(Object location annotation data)
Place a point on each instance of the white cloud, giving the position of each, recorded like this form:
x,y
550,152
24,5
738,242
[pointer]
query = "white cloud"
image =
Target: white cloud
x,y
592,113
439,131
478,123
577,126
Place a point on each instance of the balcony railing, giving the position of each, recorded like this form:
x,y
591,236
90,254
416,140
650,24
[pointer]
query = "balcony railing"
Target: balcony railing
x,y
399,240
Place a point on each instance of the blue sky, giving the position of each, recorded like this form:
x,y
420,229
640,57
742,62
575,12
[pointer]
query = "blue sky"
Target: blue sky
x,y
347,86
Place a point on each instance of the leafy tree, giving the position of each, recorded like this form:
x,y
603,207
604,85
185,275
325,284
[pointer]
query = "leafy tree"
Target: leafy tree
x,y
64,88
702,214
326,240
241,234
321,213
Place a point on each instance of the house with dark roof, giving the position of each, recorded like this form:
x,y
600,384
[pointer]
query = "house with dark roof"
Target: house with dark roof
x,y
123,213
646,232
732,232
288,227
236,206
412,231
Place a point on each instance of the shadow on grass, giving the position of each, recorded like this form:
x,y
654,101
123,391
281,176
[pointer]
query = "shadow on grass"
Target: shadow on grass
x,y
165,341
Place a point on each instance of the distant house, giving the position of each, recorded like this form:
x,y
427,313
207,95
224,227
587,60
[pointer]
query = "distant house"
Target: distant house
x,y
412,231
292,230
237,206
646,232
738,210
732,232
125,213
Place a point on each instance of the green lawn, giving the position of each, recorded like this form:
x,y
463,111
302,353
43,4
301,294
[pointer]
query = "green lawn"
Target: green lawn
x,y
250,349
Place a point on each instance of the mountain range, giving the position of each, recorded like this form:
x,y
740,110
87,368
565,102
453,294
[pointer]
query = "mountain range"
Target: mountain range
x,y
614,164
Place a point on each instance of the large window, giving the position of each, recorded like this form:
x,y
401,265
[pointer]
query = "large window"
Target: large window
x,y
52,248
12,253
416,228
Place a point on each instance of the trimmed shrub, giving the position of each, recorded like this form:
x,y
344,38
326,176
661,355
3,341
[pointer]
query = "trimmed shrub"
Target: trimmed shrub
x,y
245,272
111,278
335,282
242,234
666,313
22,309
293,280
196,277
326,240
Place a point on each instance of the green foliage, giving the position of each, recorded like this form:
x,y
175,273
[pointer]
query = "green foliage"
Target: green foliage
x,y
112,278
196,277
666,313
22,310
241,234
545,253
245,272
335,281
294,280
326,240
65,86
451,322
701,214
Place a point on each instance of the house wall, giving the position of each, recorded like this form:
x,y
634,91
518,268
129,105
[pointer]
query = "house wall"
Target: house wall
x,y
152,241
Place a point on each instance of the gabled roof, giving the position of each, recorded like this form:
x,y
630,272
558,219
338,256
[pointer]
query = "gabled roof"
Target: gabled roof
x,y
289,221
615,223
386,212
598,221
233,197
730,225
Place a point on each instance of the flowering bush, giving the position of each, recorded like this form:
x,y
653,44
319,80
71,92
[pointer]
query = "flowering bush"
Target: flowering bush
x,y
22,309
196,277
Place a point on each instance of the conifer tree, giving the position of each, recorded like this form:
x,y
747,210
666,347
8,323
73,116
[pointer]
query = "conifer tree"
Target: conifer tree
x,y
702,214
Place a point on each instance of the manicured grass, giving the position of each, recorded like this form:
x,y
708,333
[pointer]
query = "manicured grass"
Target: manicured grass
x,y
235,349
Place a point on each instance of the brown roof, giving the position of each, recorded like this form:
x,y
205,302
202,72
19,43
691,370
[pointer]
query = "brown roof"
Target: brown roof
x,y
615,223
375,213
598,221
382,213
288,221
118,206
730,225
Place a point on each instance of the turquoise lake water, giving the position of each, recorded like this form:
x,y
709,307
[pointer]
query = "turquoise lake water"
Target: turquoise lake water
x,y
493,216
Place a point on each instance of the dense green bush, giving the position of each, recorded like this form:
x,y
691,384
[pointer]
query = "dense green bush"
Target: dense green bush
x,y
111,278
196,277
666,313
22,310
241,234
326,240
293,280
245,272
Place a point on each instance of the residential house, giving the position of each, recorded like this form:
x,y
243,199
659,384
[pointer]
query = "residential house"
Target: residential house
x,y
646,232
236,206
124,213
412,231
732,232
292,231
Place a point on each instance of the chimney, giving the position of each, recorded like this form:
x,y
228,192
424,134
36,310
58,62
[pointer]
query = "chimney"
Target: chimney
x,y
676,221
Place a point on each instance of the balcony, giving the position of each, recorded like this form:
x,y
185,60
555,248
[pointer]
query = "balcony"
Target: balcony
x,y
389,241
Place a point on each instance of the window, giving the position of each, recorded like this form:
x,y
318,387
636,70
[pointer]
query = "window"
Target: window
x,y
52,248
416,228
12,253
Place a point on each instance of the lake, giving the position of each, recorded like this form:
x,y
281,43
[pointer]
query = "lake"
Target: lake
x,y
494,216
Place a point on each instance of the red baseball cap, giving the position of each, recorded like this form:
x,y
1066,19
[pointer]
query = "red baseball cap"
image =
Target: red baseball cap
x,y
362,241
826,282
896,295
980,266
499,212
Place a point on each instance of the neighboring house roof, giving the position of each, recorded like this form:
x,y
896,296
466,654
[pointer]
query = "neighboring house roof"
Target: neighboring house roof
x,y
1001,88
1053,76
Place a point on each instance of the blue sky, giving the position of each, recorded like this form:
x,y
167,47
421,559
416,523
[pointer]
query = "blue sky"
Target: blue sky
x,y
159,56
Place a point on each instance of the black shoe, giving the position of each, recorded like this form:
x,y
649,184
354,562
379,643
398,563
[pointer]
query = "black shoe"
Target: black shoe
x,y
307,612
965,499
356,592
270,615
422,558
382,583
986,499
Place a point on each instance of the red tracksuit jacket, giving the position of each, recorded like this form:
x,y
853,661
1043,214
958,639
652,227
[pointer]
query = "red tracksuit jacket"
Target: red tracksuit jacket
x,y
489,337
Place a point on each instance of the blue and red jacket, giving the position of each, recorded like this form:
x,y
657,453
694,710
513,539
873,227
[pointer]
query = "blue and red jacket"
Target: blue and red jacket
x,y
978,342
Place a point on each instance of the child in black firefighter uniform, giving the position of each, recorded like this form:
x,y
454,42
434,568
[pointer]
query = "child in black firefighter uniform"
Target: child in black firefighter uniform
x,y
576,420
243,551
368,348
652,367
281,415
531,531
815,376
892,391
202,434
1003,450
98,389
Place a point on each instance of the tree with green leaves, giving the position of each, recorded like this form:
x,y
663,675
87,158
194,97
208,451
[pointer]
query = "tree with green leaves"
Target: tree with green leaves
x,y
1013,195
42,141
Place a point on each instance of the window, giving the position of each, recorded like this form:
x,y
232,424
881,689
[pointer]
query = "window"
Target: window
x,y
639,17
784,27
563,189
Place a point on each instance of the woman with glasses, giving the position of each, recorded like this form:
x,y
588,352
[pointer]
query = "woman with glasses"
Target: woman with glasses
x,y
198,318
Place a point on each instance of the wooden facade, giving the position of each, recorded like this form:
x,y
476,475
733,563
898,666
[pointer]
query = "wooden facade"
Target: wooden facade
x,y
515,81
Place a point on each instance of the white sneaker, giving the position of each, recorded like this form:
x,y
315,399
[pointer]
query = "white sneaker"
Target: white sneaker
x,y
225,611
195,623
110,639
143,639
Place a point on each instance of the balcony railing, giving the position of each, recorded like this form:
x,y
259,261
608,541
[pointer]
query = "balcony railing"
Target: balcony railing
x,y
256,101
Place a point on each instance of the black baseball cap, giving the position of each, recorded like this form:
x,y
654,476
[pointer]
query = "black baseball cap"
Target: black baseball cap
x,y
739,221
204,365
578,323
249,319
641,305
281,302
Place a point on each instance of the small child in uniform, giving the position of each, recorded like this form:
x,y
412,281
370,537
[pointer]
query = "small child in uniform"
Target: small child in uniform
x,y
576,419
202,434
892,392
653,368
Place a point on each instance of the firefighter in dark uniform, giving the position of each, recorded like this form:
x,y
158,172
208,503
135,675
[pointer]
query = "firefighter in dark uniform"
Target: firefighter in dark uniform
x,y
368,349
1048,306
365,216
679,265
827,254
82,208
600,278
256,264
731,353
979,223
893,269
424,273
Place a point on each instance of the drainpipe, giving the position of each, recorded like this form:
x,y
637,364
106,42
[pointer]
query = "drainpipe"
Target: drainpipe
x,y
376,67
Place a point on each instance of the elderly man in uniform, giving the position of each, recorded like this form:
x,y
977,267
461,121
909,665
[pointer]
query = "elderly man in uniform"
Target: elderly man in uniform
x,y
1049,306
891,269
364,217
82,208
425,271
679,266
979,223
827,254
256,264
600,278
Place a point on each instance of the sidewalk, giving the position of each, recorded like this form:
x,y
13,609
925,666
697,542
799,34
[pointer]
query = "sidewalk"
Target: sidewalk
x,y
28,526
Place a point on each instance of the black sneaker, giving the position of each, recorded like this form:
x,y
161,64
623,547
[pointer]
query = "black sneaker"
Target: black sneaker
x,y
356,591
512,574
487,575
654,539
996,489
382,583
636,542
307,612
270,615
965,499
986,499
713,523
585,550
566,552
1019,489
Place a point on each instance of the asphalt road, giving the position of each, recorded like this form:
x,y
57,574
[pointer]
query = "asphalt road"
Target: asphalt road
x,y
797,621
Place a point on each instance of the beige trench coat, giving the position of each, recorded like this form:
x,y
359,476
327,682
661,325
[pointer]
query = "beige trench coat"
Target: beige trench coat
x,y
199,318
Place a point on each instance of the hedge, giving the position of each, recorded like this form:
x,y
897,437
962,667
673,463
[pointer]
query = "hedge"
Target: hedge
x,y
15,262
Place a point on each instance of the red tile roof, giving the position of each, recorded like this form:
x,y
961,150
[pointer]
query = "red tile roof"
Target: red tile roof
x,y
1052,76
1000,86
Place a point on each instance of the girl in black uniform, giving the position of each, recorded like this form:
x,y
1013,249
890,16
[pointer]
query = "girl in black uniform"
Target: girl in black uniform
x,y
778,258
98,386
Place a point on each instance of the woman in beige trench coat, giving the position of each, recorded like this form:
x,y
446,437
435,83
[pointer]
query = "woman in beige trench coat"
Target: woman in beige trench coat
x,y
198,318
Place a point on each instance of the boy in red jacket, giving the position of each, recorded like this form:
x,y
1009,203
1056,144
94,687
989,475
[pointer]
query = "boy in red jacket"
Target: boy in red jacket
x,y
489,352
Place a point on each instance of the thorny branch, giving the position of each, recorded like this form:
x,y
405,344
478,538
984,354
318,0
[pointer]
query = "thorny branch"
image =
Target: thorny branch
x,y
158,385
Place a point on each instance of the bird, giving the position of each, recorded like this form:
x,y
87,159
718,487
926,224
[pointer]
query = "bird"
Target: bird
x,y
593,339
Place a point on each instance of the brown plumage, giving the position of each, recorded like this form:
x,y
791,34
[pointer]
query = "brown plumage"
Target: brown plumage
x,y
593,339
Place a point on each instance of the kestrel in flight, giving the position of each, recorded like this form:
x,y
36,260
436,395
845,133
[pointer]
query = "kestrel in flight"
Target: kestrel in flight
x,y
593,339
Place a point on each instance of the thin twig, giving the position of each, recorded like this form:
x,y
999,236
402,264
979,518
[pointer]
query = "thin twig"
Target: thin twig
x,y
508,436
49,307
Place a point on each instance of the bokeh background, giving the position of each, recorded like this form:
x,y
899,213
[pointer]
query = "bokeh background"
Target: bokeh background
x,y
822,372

Directions | Repeat, without change, each line of the data above from the one that contains "Place a point on each instance of the thorny" through the final line, counting both.

Complete answer |
Place a point on each instance of the thorny branch, giving the position of each, recorded like this form:
x,y
405,344
478,538
984,354
318,0
[pointer]
query = "thorny branch"
image =
Target: thorny branch
x,y
158,385
Place a point on each instance of the bird, giving the position of each, recorded like this form:
x,y
87,159
718,487
926,224
[pointer]
query = "bird"
Target: bird
x,y
593,339
Place a point on each instance of the brown plumage, giving the position of each, recorded like this form:
x,y
791,34
[pointer]
query = "brown plumage"
Target: brown plumage
x,y
593,339
Place a point on each instance of the kestrel in flight, giving the position of each, recorded like this form:
x,y
36,260
436,395
845,133
[pointer]
query = "kestrel in flight"
Target: kestrel in flight
x,y
593,339
Place a point on each instance of the thin twig, giving the position of each, recorded like this form:
x,y
999,236
402,264
979,518
[pointer]
query = "thin twig"
Target: thin twig
x,y
508,436
49,307
Place a point on each instance of the bokeh background, giving the position of each, recorded like this form:
x,y
899,213
[pointer]
query = "bokeh background"
Target: bokeh background
x,y
822,372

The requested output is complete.